--- BEGIN TEXT PROVIDED ---
He lived in a small cabin at the bottom of the
mountain; I talked with him some. "The fact is," he said, "we are
an hour late this morning; we always make it a point to 'do it'
before dawn, so the passengers can't see anything; they are
almost sure to get stampeded if we come down by daylight."
I mentioned this road afterwards in San Francisco, and learned
that it was a famous road, cut out of the side of a solid
mountain of rock; long talked of, long desired, and finally
built, at great expense, by the state and the county together;
that they always had the same man to drive over it, and that they
never did it by daylight. I did not inquire if there had ever
been any accidents. I seemed to have learned all I wanted to know
about it.
After a little rest and a breakfast at a sort of roadhouse, a
relay of horses was taken, and we travelled one more day over a
flat country, to the end of the stage-route. Jack was to meet me.
Already from the stage I had espied the post ambulance and two
blue uniforms. Out jumped Major Ernest and Jack. I remember
thinking how straight and how well they looked. I had forgotten
really how army men did look, I had been so long away.
--- END TEXT PROVIDED ---
GIVEN REQUEST 1.
In the passage about the mountain road, who jumped out of the post ambulance?
The passage has no connection to the listing.
--- BEGIN DATA ---
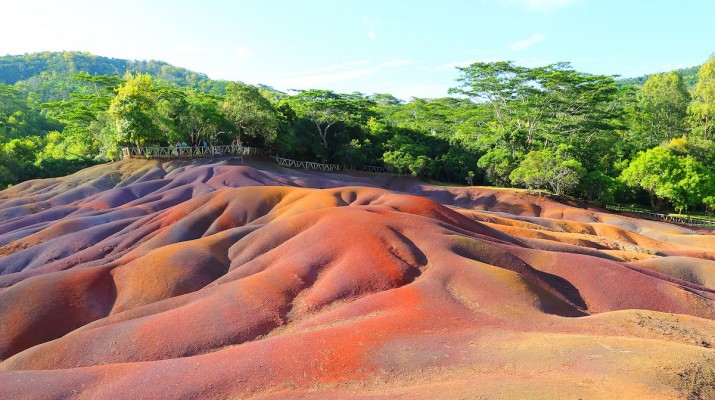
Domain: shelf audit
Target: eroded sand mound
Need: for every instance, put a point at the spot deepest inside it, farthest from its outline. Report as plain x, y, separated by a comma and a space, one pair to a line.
143, 279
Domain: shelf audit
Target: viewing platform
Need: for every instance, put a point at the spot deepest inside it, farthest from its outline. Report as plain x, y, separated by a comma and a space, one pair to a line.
176, 152
190, 151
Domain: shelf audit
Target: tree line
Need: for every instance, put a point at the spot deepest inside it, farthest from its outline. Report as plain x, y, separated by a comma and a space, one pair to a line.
550, 128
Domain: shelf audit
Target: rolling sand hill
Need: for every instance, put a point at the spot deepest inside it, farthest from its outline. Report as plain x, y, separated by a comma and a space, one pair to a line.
148, 280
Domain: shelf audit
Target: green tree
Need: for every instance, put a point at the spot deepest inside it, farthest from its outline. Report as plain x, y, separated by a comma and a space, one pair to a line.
252, 114
554, 170
663, 105
327, 110
702, 109
135, 112
669, 178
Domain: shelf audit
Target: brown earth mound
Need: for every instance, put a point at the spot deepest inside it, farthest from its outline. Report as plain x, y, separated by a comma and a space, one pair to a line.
142, 279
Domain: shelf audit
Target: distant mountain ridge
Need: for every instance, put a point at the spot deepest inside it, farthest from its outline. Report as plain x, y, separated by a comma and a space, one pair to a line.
35, 69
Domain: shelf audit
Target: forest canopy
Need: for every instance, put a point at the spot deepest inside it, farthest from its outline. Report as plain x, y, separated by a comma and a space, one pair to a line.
600, 139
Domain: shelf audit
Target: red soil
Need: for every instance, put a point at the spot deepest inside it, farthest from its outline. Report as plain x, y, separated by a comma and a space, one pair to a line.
187, 280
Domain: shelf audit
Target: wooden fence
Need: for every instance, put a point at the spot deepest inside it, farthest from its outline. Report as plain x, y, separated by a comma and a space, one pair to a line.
231, 150
192, 151
698, 222
287, 162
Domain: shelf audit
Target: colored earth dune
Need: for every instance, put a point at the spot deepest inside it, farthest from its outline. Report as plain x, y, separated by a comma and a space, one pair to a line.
195, 280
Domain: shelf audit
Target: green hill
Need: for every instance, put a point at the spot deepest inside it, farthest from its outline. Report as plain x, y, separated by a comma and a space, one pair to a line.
48, 75
690, 76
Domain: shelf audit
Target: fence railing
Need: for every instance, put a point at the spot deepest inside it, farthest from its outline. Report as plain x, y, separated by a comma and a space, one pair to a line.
189, 151
676, 219
287, 162
232, 150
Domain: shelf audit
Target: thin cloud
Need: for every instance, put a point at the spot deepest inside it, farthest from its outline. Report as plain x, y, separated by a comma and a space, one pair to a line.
186, 48
344, 65
395, 63
526, 43
320, 80
371, 27
242, 52
543, 6
456, 64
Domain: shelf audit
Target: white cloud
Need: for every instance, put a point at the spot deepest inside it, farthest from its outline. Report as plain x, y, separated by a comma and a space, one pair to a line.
395, 63
371, 27
526, 43
242, 52
543, 6
456, 64
187, 48
343, 65
313, 81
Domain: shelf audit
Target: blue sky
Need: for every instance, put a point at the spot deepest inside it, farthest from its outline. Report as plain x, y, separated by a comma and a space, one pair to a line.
407, 48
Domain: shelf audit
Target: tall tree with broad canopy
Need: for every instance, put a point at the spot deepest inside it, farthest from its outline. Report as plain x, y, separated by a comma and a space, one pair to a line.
544, 105
328, 110
702, 110
554, 170
251, 113
663, 106
667, 177
136, 113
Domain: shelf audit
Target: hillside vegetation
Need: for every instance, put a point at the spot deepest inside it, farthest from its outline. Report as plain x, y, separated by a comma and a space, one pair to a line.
548, 127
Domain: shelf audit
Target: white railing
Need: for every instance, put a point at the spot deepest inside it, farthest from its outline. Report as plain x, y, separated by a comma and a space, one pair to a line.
190, 151
287, 162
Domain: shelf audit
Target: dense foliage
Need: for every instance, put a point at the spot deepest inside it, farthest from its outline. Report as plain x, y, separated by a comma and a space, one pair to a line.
550, 128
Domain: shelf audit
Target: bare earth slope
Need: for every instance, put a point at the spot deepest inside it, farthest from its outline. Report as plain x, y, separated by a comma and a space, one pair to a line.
143, 279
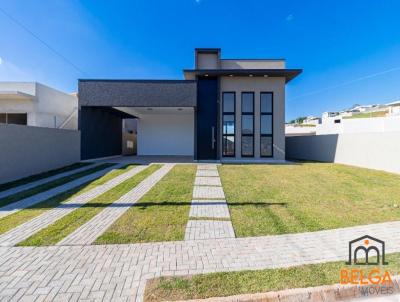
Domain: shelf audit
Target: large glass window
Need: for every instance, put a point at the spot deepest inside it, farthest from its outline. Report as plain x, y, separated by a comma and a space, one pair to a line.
266, 124
228, 127
247, 124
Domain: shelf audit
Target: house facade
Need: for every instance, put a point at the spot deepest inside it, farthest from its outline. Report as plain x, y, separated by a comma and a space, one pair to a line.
225, 109
34, 104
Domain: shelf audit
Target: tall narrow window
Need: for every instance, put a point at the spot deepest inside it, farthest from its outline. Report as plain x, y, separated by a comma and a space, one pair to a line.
247, 124
228, 127
266, 124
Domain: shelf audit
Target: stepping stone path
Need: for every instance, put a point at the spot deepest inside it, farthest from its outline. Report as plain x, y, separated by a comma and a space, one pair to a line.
29, 201
27, 229
209, 207
88, 232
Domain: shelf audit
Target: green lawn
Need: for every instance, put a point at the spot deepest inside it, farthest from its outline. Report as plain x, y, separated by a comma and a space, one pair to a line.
50, 185
161, 215
13, 220
246, 282
302, 197
35, 177
69, 223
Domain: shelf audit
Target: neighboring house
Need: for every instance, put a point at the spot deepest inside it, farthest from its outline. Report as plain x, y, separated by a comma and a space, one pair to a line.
224, 109
312, 120
34, 104
394, 108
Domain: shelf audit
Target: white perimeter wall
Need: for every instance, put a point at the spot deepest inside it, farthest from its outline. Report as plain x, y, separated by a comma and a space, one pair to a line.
169, 134
380, 151
360, 125
29, 150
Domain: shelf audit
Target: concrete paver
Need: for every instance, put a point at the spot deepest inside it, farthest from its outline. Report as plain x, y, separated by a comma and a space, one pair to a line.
207, 229
209, 208
42, 181
208, 192
88, 232
120, 271
30, 227
29, 201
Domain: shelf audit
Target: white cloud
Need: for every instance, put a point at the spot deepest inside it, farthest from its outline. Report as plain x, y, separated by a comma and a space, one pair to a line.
289, 17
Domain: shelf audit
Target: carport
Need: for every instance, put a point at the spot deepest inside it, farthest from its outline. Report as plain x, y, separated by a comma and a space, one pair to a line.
165, 110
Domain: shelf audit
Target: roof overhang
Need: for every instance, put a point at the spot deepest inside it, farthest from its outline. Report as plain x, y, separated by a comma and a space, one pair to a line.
16, 95
288, 74
137, 93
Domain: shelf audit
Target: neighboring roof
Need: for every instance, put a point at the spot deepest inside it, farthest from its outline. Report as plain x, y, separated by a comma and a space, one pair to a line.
137, 93
395, 103
288, 74
15, 95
--- END DATA ---
GIVEN REQUEST 2.
Please find every line of the listing that contains the word "window" and copy each one.

FULL SOLUTION 1.
Major Ernest and Jack.

FULL SOLUTION 2.
Target: large glass window
Target: tall narrow window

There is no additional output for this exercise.